**SOURCE RECORDS**.
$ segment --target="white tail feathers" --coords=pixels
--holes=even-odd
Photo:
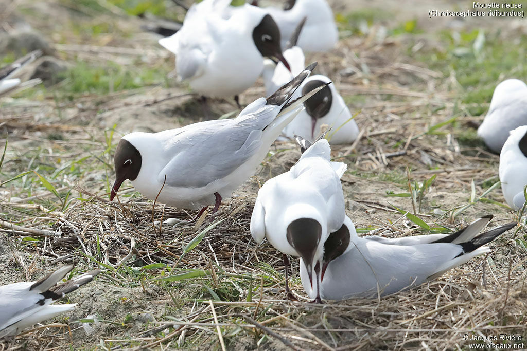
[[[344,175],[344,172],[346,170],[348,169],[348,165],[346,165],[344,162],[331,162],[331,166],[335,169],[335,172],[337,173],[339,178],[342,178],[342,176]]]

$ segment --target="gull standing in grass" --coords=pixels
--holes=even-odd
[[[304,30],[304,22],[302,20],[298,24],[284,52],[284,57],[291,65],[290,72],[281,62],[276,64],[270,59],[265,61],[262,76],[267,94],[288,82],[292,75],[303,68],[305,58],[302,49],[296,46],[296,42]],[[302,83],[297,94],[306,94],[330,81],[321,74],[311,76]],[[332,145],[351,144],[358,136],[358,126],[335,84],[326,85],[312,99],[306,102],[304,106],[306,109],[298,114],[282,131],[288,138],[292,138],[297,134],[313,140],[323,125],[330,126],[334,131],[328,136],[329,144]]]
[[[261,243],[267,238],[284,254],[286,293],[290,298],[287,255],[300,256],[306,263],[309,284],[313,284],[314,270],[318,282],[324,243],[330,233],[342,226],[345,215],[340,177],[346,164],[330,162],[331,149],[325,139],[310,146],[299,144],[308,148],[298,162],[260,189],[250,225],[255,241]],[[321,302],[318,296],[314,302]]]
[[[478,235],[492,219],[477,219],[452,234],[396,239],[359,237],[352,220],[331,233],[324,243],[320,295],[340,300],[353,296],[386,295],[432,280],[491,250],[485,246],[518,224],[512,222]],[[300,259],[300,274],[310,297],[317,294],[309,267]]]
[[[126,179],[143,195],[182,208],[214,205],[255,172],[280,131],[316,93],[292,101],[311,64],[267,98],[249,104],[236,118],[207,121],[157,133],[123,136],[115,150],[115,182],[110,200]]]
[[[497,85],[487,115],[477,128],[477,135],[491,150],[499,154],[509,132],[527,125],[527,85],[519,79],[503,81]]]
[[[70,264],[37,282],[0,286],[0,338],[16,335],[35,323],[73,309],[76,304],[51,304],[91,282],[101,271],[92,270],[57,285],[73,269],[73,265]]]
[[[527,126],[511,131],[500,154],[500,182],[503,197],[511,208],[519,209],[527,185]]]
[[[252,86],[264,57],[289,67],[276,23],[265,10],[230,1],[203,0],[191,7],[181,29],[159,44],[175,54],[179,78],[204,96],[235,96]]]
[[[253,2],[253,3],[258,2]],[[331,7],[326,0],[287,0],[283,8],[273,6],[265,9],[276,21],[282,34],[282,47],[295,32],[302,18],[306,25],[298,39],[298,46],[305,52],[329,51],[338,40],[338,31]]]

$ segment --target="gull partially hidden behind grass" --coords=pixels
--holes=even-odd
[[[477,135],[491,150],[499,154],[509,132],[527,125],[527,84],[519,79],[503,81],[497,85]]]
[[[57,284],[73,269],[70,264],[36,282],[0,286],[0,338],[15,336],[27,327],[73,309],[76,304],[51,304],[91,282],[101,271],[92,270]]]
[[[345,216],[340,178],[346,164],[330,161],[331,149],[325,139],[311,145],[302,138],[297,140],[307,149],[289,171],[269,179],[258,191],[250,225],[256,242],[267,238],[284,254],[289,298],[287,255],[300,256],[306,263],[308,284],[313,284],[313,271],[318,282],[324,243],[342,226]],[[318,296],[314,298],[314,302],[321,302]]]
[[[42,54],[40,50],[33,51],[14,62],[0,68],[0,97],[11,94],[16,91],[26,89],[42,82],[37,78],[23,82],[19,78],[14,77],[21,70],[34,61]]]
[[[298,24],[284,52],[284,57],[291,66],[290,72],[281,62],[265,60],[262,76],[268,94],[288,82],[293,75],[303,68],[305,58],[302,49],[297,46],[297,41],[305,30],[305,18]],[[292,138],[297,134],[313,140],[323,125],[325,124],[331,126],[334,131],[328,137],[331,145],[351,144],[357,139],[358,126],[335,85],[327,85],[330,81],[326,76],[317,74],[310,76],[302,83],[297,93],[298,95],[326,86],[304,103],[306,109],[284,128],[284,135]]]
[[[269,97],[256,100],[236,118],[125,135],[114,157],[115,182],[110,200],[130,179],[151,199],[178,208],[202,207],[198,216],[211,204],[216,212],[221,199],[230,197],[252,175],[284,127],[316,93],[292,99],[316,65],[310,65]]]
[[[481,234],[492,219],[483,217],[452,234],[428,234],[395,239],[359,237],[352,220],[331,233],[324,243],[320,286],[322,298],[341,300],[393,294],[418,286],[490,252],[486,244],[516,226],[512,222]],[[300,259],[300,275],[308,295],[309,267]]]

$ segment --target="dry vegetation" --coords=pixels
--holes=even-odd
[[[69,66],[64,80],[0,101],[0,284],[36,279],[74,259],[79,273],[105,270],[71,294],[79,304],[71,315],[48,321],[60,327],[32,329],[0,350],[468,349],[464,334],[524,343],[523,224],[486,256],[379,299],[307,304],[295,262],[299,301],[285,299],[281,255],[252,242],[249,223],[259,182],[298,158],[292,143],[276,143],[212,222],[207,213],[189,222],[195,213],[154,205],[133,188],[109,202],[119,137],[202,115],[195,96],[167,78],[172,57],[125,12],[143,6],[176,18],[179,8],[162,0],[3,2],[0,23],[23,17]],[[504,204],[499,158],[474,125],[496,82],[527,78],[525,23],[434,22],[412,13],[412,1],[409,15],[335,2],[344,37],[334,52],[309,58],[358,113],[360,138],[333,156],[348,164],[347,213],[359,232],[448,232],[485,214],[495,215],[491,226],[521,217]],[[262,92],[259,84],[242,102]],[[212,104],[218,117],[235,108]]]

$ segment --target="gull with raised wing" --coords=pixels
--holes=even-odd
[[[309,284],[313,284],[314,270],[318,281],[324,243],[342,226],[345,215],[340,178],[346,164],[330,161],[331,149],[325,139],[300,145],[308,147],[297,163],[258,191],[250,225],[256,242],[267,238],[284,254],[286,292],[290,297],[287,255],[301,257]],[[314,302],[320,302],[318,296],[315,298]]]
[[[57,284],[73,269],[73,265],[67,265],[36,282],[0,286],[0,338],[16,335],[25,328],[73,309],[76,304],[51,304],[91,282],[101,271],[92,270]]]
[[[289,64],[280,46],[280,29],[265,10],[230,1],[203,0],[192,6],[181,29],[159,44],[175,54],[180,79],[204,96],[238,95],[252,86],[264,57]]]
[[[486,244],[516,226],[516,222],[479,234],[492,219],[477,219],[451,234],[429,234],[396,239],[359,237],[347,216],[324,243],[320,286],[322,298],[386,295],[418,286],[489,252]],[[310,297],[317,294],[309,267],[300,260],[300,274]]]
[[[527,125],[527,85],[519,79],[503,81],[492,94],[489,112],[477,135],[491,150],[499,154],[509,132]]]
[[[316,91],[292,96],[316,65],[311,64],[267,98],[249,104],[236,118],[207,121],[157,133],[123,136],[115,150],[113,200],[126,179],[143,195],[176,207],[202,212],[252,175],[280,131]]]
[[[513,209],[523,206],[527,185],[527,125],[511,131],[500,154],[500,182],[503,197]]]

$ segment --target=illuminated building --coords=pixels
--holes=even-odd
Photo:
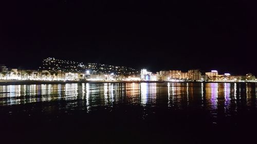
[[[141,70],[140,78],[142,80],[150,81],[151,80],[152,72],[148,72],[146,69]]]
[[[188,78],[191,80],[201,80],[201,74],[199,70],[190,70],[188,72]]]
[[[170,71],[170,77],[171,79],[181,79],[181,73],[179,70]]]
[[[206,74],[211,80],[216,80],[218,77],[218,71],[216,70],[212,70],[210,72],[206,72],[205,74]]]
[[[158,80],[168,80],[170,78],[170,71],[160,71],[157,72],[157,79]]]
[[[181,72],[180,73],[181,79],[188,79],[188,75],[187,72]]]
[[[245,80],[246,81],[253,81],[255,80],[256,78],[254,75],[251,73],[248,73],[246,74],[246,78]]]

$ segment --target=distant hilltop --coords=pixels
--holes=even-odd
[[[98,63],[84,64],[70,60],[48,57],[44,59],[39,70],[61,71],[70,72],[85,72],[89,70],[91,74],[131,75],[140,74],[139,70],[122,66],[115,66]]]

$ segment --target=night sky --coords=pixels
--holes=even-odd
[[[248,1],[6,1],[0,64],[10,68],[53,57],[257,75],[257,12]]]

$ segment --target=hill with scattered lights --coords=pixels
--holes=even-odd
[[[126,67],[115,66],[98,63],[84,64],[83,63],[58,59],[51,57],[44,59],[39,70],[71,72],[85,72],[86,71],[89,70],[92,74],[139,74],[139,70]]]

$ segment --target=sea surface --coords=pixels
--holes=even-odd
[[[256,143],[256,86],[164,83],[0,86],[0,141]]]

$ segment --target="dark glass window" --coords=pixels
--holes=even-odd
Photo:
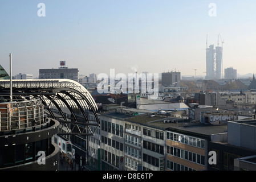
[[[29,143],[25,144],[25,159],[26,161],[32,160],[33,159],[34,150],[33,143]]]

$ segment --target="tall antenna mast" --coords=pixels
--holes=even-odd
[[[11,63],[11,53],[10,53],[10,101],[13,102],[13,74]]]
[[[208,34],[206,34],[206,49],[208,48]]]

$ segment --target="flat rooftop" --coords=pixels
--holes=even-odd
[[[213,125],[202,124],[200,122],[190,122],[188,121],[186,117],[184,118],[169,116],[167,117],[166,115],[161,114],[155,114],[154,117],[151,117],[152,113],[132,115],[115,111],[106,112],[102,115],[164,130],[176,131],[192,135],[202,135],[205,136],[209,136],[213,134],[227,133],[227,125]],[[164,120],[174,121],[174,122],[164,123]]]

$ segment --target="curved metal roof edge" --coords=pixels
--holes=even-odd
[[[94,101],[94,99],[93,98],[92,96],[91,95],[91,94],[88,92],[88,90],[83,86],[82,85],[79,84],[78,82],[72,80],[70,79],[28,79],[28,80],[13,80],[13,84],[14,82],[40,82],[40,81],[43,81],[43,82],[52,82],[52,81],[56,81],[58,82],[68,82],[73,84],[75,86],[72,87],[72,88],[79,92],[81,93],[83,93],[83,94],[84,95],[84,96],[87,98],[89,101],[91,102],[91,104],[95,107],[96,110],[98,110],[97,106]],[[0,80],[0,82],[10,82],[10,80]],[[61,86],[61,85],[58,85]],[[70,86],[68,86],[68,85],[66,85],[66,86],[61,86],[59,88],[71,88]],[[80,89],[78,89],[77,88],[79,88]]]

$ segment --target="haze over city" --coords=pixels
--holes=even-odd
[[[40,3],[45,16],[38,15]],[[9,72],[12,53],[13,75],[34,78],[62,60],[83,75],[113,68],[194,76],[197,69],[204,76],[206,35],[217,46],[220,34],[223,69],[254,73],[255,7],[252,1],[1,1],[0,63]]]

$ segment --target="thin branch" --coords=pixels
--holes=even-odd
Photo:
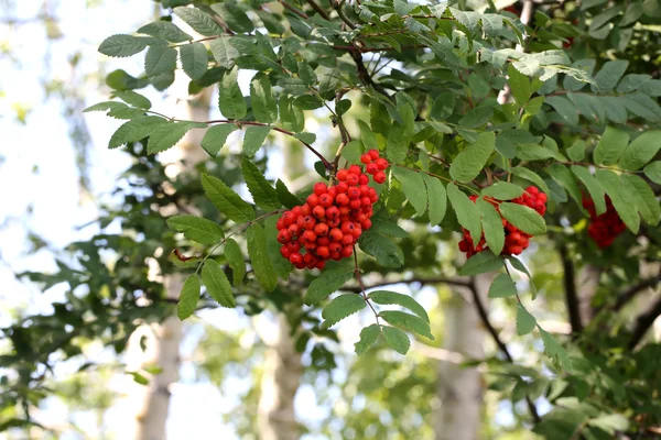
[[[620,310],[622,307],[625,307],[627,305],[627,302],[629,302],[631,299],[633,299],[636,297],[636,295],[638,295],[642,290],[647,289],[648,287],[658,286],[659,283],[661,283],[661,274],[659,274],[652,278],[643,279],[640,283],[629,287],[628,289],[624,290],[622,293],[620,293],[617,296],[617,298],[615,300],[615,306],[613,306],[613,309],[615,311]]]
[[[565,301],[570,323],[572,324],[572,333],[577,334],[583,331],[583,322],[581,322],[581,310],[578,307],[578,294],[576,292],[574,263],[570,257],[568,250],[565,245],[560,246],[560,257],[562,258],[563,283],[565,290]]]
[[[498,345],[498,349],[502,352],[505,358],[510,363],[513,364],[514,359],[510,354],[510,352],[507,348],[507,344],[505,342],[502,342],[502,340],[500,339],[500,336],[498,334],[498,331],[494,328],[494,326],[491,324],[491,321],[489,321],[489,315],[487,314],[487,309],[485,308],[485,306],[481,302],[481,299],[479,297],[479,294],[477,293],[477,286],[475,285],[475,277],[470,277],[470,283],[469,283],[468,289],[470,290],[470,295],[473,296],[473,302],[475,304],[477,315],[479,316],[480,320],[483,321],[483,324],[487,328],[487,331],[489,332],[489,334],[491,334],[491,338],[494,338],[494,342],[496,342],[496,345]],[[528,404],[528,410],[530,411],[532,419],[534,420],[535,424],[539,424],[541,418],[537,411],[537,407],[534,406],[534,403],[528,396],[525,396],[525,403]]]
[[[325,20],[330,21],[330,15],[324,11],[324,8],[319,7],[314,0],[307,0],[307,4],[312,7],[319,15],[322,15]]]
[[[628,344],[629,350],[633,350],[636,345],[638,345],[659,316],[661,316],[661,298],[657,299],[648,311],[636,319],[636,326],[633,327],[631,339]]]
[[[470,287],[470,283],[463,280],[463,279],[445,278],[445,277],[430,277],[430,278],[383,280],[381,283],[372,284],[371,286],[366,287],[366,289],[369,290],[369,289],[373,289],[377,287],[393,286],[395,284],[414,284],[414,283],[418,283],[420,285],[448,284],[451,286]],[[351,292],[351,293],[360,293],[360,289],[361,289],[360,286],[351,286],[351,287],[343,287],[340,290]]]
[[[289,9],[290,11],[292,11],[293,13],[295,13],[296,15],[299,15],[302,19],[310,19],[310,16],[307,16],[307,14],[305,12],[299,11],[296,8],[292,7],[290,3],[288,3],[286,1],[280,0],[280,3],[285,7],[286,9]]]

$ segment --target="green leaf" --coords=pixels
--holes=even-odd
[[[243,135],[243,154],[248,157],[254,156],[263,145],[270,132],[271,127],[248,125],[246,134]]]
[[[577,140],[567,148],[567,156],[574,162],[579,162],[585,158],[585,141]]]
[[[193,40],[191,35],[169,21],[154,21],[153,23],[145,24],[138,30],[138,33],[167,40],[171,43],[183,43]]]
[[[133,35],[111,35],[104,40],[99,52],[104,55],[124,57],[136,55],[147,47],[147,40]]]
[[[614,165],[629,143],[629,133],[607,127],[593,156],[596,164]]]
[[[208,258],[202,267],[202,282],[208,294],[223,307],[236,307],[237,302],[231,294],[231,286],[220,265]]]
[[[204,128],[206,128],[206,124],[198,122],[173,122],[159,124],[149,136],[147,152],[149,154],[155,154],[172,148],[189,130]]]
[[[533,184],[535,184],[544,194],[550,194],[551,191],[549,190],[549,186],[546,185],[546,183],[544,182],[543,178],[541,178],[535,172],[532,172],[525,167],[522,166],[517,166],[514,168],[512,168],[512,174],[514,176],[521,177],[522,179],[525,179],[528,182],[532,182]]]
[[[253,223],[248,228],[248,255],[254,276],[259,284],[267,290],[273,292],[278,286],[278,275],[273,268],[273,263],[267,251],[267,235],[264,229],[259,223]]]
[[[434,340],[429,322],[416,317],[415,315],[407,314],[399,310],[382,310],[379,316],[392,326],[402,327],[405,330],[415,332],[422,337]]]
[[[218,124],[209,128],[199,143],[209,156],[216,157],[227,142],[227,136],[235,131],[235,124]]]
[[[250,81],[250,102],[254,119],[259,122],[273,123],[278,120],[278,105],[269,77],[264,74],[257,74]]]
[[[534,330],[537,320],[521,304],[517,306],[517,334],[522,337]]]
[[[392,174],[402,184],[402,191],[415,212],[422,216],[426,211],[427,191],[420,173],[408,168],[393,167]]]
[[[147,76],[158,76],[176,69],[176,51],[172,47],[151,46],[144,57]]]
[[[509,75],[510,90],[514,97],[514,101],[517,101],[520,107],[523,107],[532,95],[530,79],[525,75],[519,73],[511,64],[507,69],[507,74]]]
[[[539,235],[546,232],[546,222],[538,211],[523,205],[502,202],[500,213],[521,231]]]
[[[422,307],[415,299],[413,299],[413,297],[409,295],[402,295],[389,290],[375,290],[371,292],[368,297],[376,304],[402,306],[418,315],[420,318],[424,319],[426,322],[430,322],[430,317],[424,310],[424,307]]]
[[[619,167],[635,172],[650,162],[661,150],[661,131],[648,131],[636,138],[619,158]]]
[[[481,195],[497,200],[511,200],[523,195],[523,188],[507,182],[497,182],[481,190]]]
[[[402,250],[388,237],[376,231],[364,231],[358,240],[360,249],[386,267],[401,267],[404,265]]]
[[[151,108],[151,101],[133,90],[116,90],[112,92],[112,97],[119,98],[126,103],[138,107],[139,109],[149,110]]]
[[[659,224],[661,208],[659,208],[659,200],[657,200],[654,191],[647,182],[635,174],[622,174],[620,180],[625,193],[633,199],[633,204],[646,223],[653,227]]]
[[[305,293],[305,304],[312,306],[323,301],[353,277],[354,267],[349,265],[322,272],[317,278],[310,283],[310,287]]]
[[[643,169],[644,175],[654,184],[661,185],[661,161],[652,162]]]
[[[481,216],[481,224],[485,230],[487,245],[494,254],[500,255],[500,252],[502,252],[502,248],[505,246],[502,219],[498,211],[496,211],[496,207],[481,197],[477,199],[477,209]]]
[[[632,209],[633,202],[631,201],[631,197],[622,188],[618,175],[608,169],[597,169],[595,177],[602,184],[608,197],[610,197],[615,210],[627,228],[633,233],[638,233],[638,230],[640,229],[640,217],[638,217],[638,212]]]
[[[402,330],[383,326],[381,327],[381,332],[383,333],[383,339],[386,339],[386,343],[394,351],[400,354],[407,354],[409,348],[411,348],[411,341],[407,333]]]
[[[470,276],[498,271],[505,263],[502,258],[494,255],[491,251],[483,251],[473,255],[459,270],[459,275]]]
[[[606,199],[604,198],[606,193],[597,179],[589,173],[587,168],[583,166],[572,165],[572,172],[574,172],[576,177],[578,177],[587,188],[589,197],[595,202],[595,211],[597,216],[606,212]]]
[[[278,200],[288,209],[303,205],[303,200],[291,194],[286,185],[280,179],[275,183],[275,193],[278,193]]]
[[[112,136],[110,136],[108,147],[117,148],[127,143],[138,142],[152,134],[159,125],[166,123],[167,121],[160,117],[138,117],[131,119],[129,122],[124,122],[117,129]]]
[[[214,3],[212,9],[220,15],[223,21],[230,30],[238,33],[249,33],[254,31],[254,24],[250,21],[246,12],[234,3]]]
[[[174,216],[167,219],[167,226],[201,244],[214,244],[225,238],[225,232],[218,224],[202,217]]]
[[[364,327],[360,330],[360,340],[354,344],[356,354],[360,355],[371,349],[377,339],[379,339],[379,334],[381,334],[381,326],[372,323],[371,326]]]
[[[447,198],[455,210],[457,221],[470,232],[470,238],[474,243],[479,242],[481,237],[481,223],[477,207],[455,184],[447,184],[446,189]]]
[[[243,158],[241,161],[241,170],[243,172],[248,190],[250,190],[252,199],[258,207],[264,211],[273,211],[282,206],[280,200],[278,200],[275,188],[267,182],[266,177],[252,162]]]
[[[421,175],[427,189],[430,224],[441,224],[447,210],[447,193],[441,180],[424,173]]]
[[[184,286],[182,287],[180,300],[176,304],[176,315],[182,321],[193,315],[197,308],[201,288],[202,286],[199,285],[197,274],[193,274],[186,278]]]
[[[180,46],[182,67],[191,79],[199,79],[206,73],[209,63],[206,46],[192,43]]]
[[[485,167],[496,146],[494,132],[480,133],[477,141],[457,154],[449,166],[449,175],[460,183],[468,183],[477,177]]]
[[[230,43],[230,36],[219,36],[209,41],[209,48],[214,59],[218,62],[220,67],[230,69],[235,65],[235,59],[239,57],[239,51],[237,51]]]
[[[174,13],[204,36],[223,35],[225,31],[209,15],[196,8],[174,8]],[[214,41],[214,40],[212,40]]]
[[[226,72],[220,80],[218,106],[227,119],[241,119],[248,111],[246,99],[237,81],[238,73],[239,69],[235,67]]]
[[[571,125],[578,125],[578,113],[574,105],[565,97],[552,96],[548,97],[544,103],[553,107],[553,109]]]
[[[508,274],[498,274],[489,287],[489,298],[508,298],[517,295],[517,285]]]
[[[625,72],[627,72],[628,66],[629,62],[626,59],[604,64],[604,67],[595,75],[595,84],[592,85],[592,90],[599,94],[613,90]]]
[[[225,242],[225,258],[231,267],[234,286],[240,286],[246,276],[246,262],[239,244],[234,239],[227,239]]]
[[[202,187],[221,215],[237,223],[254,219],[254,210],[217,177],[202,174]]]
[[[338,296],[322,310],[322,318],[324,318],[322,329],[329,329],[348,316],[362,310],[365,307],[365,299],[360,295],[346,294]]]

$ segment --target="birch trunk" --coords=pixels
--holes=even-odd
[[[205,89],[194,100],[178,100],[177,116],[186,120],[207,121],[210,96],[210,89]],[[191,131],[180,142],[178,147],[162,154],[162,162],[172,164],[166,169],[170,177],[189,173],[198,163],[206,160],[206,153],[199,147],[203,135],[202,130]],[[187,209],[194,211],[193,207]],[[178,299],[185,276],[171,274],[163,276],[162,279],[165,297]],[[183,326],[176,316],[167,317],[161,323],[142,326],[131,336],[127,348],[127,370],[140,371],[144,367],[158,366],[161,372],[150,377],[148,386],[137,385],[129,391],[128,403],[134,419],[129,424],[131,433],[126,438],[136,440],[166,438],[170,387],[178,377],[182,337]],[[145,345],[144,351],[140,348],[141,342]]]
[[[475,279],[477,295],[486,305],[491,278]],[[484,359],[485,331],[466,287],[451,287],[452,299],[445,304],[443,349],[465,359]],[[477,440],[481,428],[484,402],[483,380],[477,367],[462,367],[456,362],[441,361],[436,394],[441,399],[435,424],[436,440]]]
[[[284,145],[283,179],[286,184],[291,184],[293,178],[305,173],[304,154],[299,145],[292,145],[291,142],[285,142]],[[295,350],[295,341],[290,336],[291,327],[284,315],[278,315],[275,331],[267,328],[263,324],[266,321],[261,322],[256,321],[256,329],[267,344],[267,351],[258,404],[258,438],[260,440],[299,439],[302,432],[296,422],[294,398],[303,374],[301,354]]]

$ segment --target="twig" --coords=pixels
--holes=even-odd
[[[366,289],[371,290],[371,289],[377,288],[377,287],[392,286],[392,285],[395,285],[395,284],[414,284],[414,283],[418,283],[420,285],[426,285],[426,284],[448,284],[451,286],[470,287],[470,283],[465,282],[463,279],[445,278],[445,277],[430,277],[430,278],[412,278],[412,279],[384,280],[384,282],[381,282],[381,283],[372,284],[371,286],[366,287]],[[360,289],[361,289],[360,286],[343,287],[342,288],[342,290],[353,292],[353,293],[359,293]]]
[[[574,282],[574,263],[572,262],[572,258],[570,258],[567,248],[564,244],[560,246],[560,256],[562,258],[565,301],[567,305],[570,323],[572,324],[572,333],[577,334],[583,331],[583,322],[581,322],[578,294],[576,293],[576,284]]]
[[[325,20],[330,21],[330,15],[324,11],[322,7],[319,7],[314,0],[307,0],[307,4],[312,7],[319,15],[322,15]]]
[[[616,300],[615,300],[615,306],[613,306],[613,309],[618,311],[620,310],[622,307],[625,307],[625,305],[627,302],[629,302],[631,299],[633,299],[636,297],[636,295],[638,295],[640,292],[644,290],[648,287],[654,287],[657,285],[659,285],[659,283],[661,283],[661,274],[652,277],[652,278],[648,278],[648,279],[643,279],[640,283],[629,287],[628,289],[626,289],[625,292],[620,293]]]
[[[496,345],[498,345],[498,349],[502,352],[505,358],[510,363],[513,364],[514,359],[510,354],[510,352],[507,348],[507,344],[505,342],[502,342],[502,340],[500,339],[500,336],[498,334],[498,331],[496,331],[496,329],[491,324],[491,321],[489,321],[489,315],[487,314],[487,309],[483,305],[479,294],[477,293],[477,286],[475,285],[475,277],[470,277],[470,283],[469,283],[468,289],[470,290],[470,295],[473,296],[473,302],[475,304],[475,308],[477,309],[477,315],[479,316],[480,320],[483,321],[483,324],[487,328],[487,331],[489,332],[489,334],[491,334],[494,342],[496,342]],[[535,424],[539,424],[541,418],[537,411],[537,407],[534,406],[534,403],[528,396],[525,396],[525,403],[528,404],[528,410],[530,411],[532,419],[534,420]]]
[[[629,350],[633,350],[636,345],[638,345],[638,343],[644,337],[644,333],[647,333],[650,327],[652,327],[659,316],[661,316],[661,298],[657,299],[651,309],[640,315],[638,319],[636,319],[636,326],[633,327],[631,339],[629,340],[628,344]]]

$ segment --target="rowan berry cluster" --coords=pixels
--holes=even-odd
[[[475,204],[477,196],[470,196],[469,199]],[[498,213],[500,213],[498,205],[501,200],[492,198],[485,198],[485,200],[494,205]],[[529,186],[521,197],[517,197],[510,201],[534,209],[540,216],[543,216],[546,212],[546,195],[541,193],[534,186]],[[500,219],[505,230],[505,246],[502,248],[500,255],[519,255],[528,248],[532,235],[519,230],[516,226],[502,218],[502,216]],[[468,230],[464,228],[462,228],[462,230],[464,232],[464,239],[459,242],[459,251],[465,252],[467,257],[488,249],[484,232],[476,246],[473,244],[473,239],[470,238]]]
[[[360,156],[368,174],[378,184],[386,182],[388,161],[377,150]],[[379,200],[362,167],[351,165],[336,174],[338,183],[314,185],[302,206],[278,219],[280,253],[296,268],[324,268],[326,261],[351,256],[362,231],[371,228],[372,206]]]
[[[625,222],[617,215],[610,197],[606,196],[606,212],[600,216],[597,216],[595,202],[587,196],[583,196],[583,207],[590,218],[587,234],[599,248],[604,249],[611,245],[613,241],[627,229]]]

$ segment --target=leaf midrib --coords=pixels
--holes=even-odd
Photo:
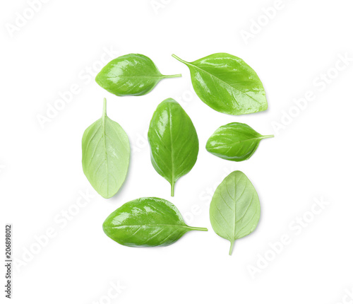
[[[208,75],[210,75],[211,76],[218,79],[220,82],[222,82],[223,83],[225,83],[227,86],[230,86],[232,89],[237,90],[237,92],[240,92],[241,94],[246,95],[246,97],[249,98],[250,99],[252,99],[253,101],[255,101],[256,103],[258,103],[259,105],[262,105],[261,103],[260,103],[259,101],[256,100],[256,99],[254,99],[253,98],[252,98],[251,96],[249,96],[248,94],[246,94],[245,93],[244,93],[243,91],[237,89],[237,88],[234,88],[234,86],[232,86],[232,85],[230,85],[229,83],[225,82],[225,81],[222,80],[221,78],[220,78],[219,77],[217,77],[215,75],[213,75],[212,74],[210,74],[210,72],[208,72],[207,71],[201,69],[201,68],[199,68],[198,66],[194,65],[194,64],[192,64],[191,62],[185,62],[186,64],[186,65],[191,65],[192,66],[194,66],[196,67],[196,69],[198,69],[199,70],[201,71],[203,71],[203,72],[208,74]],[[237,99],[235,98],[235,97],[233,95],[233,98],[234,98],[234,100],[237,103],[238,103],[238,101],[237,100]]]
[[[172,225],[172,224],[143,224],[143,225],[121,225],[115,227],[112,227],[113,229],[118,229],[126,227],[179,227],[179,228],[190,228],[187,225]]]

**INSTRUCTION**. Pull out every line in the records above that contains the string "gull". Case counts.

**EXERCISE ANSWER**.
$ segment --target="gull standing in grass" --coords=pixels
$ segment --target="gull partially hidden behind grass" --coords=pixels
$ segment --target="gull with raised wing" --coords=pixels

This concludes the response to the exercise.